- **O QUE FAZER**:
A - Copie fielmente o trecho do texto sobre a indignação que vai de “Só que agora” a “assim que funciona.”.
B - Prossiga com o texto sobre a indignação a partir do ponto em que ele termina.

- **TRECHO FORNECIDO**:
-- -- --
Indignados,
e???
Por
Alessandra Leles Rocha
Em meio aos avanços do Sars-Cov-2
surgiu, também, o vírus da indignação. Razões para nos sentirmos indignados não
faltam. Teria sido melhor evitá-lo, usando mais o bom senso, a razão, a consciência;
mas, “antes tarde do que nunca”. O
péssimo hábito de deixar rolar, de pagar para ver, nunca deveria ser opção
porque a conta vem sempre muita alta.
Só que agora estamos indignados,
e??? Por si só esse sentimento não vai colocar a casa em ordem e nem
transformar tudo em um piscar de olhos. A indignação acelera a circulação, as
batidas do coração, mas não acelera o tempo; pois, o ritmo da vida obedece ao desenho
que foi pensado dentro de uma conjuntura. Certo ou errado é assim que funciona.
-- -- --
- **DADOS REGISTRADOS**:
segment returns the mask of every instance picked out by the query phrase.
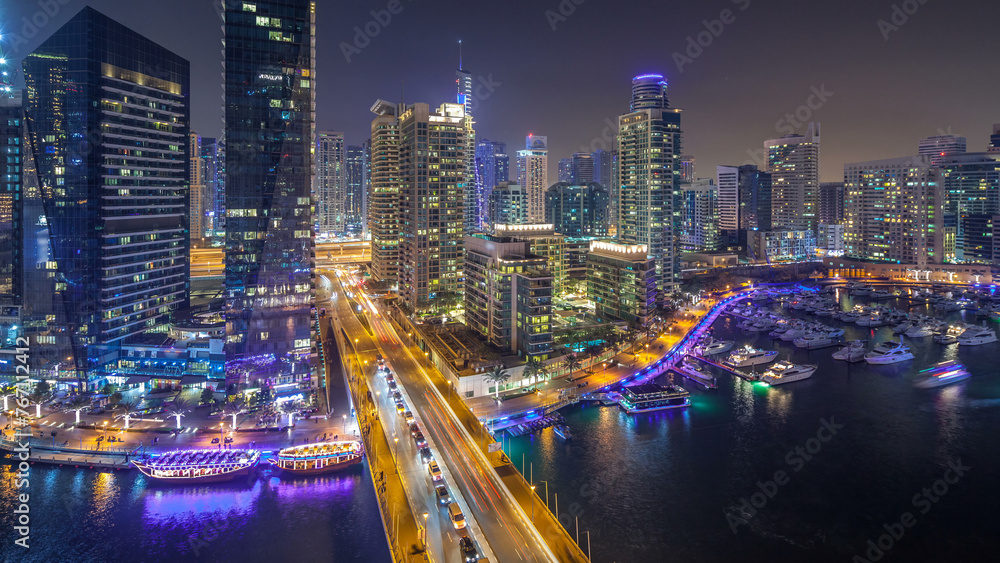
-- -- --
- **TAREFAS RESOLVIDAS**:
A -
Só que agora estamos indignados,
e??? Por si só esse sentimento não vai colocar a casa em ordem e nem
transformar tudo em um piscar de olhos. A indignação acelera a circulação, as
batidas do coração, mas não acelera o tempo; pois, o ritmo da vida obedece ao desenho
que foi pensado dentro de uma conjuntura. Certo ou errado é assim que funciona.

B -
Quantas outras vezes já vi gente
indignada arrancando os cabelos da cabeça e depois se repetindo nos mesmos
erros. A indignação lhes foi insuficiente para reverem os conceitos, quebrarem
os paradigmas obsoletos, desconstruírem as narrativas esfarrapadas. Porque ela
incendeia num dado momento; mas, depois... depois suas cinzas caem no poço
profundo do esquecimento, soterradas por outras pilhas de indignações variadas que
vão surgindo dia a dia.
Aprendi com os anos que as
perspectivas acompanham o olhar pessoal de cada um. Por isso não é possível
afirmar, nesse dado instante, que na sua coletividade mais inteira possível
emana os mesmos sentimentos de indignação. Ensimesmados em suas bolhas de
individualismo, muitos não estão nem aí para o que acontece além de seu próprio
mundinho. Suas “indignações” não passam de azedume queixoso de quem não sabe a extensão
da complexidade da (com) vivência humana. O que torna inútil a espera de que haja
mesmo um consenso.
Talvez seja isso o que esteja
exaurindo, além da conta, a nossa energia enquanto coletividade. Porque a
indignação quando rompe o casulo significa um estado limítrofe do caos. São situações
graves, urgentes, sérias o bastante para romper com a alienação, com a espera. Tratam-se
de constelações de problemas, cuja estrela central é orbitada por inúmeras outras,
que desencadeiam desequilíbrios em direções, sentidos e velocidades devastadoras.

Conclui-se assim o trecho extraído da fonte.